Class ColGroupUncompressed

  • All Implemented Interfaces:
    Serializable

    public class ColGroupUncompressed
    extends AColGroup
    Column group type for columns that are stored as dense arrays of doubles. Uses a MatrixBlock internally to store the column contents.
    See Also:
    Serialized Form
    • Method Detail

      • create

        public static AColGroup create​(MatrixBlock mb,
                                       IColIndex colIndexes)
        Create an Uncompressed Matrix Block, where the columns are offset by col indexes. It is assumed that the size of the colIndexes and number of columns in mb is matching.
        Parameters:
        mb - The MB / data to contain in the uncompressed column
        colIndexes - The column indexes for the group
        Returns:
        An Uncompressed Column group
      • create

        public static AColGroup create​(IColIndex colIndexes,
                                       MatrixBlock rawBlock,
                                       boolean transposed)
        Main constructor for Uncompressed ColGroup.
        Parameters:
        colIndexes - Indices (relative to the current block) of the columns that this column group represents.
        rawBlock - The uncompressed block; uncompressed data must be present at the time that the constructor is called
        transposed - Says if the input matrix raw block have been transposed.
        Returns:
        AColGroup.
      • getColGroupType

        public org.apache.sysds.runtime.compress.colgroup.AColGroup.ColGroupType getColGroupType()
      • getData

        public MatrixBlock getData()
        Access for superclass
        Returns:
        direct pointer to the internal representation of the columns
      • estimateInMemorySize

        public long estimateInMemorySize()
        Description copied from class: AColGroup
        Get the upper bound estimate of in memory allocation for the column group.
        Overrides:
        estimateInMemorySize in class AColGroup
        Returns:
        an upper bound on the number of bytes used to store this ColGroup in memory.
      • decompressToDenseBlock

        public void decompressToDenseBlock​(DenseBlock db,
                                           int rl,
                                           int ru,
                                           int offR,
                                           int offC)
        Description copied from class: AColGroup
        Decompress into the DenseBlock. (no NNZ handling)
        Specified by:
        decompressToDenseBlock in class AColGroup
        Parameters:
        db - Target DenseBlock
        rl - Row to start decompression from
        ru - Row to end decompression at
        offR - Row offset into the target to decompress
        offC - Column offset into the target to decompress
      • decompressToSparseBlock

        public void decompressToSparseBlock​(SparseBlock ret,
                                            int rl,
                                            int ru,
                                            int offR,
                                            int offC)
        Description copied from class: AColGroup
        Decompress into the SparseBlock. (no NNZ handling) Note this method is allowing to calls to append since it is assumed that the sparse column indexes are sorted afterwards
        Specified by:
        decompressToSparseBlock in class AColGroup
        Parameters:
        ret - Target SparseBlock
        rl - Row to start decompression from
        ru - Row to end decompression at
        offR - Row offset into the target to decompress
        offC - Column offset into the target to decompress
      • getIdx

        public double getIdx​(int r,
                             int colIdx)
        Description copied from class: AColGroup
        Get the value at a colGroup specific row/column index position.
        Specified by:
        getIdx in class AColGroup
        Parameters:
        r - row
        colIdx - column index in the _colIndexes.

Material shown:
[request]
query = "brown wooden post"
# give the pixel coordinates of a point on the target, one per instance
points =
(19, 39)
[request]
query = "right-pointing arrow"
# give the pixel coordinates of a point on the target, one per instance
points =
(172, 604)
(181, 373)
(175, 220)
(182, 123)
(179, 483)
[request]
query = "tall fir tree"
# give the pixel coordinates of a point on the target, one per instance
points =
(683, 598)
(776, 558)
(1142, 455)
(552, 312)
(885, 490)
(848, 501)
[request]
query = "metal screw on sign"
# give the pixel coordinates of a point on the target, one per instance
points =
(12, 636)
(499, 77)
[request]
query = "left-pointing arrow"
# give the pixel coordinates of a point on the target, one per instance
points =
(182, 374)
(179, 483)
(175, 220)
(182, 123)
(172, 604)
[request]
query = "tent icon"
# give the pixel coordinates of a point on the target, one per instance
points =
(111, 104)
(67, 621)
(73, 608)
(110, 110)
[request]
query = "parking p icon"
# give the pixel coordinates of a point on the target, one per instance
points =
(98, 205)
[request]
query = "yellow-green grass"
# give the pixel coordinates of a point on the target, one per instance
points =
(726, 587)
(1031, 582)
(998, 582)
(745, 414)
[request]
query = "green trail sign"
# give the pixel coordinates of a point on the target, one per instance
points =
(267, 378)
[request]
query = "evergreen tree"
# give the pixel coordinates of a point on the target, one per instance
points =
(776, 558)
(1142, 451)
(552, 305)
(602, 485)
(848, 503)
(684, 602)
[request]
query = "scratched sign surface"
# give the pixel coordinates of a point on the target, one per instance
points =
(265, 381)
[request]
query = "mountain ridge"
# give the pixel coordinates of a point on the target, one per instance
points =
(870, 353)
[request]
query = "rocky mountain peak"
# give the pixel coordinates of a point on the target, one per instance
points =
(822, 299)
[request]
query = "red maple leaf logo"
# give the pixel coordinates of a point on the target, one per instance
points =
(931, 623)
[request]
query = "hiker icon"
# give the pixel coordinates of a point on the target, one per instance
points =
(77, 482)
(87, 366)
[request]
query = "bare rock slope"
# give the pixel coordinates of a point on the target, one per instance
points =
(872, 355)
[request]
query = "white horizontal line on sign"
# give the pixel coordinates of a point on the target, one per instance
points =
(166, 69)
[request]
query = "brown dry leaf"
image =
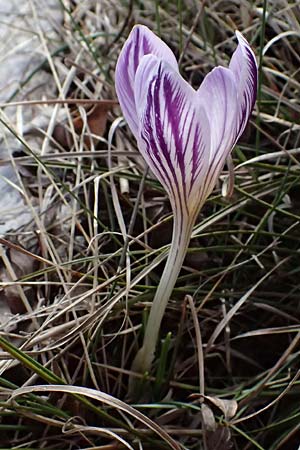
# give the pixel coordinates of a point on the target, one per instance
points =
(220, 439)
(15, 265)
(208, 418)
(96, 121)
(228, 407)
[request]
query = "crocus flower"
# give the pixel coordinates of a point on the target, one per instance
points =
(184, 135)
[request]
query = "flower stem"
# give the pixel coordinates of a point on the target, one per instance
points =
(182, 229)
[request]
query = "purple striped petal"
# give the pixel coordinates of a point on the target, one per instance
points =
(218, 95)
(244, 67)
(174, 133)
(140, 42)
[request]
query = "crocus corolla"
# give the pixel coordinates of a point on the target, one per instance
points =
(184, 135)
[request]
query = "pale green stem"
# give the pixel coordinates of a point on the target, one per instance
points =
(180, 240)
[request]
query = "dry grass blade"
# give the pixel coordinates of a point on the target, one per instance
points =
(104, 398)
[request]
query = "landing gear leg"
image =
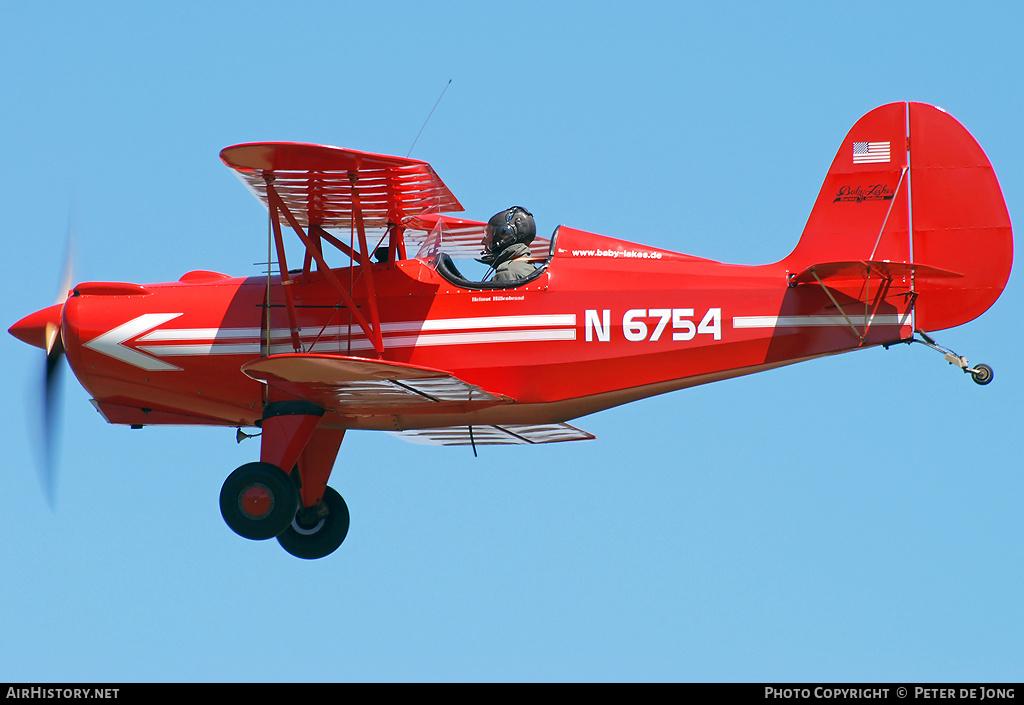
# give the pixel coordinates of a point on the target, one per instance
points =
(259, 500)
(981, 374)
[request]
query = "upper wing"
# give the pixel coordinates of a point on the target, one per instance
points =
(320, 183)
(357, 385)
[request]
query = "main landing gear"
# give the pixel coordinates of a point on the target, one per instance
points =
(260, 501)
(981, 374)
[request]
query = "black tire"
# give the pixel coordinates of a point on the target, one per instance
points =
(258, 501)
(982, 374)
(317, 539)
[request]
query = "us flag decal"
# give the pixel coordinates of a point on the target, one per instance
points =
(867, 153)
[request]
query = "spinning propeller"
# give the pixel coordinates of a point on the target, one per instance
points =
(42, 329)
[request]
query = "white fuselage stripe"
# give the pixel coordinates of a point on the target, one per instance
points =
(817, 321)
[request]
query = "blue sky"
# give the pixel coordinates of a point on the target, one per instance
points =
(850, 519)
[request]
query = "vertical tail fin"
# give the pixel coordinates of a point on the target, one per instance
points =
(910, 185)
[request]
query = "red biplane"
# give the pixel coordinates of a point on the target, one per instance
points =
(909, 234)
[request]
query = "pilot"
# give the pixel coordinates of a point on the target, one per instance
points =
(506, 244)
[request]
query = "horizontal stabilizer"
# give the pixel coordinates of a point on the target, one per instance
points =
(358, 385)
(860, 271)
(496, 436)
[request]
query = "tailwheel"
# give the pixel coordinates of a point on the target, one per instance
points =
(317, 531)
(981, 374)
(258, 501)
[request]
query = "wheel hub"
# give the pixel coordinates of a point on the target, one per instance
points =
(256, 500)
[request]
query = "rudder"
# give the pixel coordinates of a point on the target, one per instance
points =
(910, 185)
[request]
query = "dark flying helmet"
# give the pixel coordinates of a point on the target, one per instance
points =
(508, 227)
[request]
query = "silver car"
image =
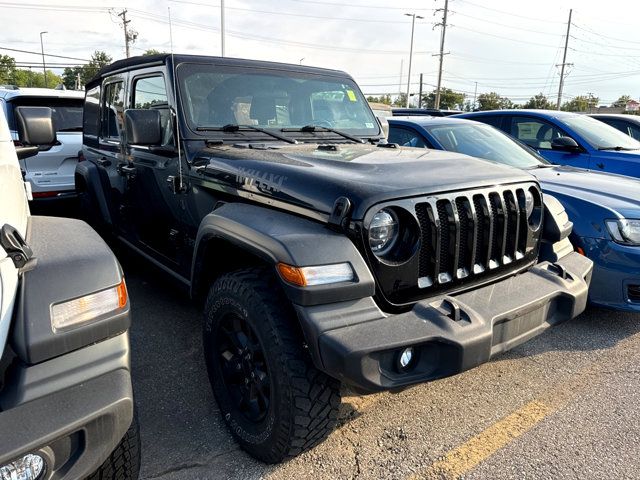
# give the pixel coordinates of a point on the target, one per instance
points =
(51, 172)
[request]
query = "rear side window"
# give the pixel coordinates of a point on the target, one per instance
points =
(66, 112)
(151, 93)
(112, 111)
(91, 122)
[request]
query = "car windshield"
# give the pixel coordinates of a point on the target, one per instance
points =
(598, 134)
(66, 112)
(215, 96)
(486, 142)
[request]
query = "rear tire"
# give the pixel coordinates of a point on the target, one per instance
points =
(275, 402)
(124, 461)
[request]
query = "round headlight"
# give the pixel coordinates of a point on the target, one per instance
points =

What you are asked to do:
For each statement, answer yes or no on whether the ColGroupUncompressed page agrees, and quote the words from the page that decide it.
1. The class stores its column contents in a MatrixBlock.
2. The getData method returns a copy of the column data.
3. The decompressToDenseBlock method handles NNZ.
The data above is separate material from the ColGroupUncompressed page.

Written answer:
1. Yes: "Uses a MatrixBlock internally to store the column contents."
2. No: "direct pointer to the internal representation of the columns"
3. No: "Decompress into the DenseBlock. (no NNZ handling)"